• ABOUT THIS EXERCISE: Could you rewrite the stretch from "Sven Grützmeier, MD, a" through "Institute in Stockholm." in the article on Sven Grützmeier, putting "sexual health course" in place of "human sexuality course"?

• TEXT PASSAGE:
Swedish scholar, Sven Grützmeier, MD, studies at PHS

Sven Grützmeier, MD, a resident of Stockholm, Sweden, recently completed the  human sexuality course offered to medical students at the University of Minnesota Medical School. He intends to replicate the course for medical students at the Karolinska Institute in Stockholm.

 As a clinician, researcher, and the president of an association for gay physicians, Grützmeier has found that medical schools in Sweden do not provide an adequate sexual health education. The Swedish Association for Gay and Lesbian Physicians and Dentists works to maximize the quality of health and health services for lesbian, gay, and bisexual individuals, and to promote civil rights for GLBT health care professionals. “Our country is open-minded about sex, but sexology education is not focused,” says Grützmeier. By instructing future physicians about the spectrum of human sexuality, Grützmeier hopes to change the way that doctors approach their patients. “The whole of the health care system here is built on the presumption that everyone is heterosexual. All the questionnaires, everything we think about when we research the patient, and all the questions we ask, are based on an assumption of heterosexuality. Simple questions that can highlight or elicit information about whether the client is homosexual, bisexual, or transsexual are not asked. There is no education in that area, and so people feel embarrassed about it and don't bother,” says Grützmeier. With an expanded understanding of sexuality, physicians will be better prepared to address their patients’ overall health. Grützmeier’s goal is to impact the entire health care system.

After four weeks of intensive training, Grützmeier returned to Stockholm, where he is a specialist in internal medicine, hematology, infectious diseases, and clinical chemistry. He works as a senior consultant at the Gay Men’s Health Clinic. In his research at the Department of Microbiology, Tumor, and Cell Biology at the Karolinska Institute, he is exploring the spectrum of diseases that Cytomegalovirus (CMV) causes in patients with HIV as compared to CMV infection in leukemia and post-transplant patients.

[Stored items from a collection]
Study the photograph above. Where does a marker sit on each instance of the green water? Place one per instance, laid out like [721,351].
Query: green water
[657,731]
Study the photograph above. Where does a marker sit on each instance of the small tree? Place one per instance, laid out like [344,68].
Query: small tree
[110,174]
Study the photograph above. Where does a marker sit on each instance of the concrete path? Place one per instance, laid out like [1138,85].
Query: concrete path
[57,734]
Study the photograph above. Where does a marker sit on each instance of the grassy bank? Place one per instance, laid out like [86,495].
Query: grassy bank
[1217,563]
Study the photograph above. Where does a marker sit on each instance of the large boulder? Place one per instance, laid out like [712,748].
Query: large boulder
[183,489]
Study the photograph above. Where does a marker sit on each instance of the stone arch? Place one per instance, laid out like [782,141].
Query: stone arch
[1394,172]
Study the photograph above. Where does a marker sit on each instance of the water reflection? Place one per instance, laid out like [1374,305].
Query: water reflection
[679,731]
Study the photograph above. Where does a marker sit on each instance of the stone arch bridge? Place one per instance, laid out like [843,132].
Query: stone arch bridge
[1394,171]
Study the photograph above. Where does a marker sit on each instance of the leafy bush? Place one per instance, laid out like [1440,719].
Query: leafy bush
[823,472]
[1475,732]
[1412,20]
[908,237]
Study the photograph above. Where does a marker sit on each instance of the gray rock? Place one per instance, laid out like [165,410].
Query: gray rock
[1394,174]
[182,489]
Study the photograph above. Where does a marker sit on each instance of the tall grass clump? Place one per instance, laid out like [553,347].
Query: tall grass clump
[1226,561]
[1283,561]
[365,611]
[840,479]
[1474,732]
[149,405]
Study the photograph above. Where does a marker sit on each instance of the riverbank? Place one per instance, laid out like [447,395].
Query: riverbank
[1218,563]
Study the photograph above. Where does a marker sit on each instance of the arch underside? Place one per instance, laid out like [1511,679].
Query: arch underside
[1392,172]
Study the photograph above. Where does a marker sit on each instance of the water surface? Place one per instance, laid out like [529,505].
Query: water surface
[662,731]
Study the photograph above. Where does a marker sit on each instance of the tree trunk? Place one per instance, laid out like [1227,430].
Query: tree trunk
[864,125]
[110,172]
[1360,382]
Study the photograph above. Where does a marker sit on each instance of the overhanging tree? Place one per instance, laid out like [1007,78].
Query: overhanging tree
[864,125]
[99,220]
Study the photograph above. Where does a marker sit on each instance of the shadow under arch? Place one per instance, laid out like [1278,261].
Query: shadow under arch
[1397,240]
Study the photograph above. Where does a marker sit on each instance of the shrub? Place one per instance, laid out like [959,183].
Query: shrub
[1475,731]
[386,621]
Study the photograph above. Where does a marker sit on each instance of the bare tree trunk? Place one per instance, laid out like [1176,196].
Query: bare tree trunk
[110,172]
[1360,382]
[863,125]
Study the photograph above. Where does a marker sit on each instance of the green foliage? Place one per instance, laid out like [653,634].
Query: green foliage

• OUTPUT:
Sven Grützmeier, MD, a resident of Stockholm, Sweden, recently completed the  sexual health course offered to medical students at the University of Minnesota Medical School. He intends to replicate the course for medical students at the Karolinska Institute in Stockholm.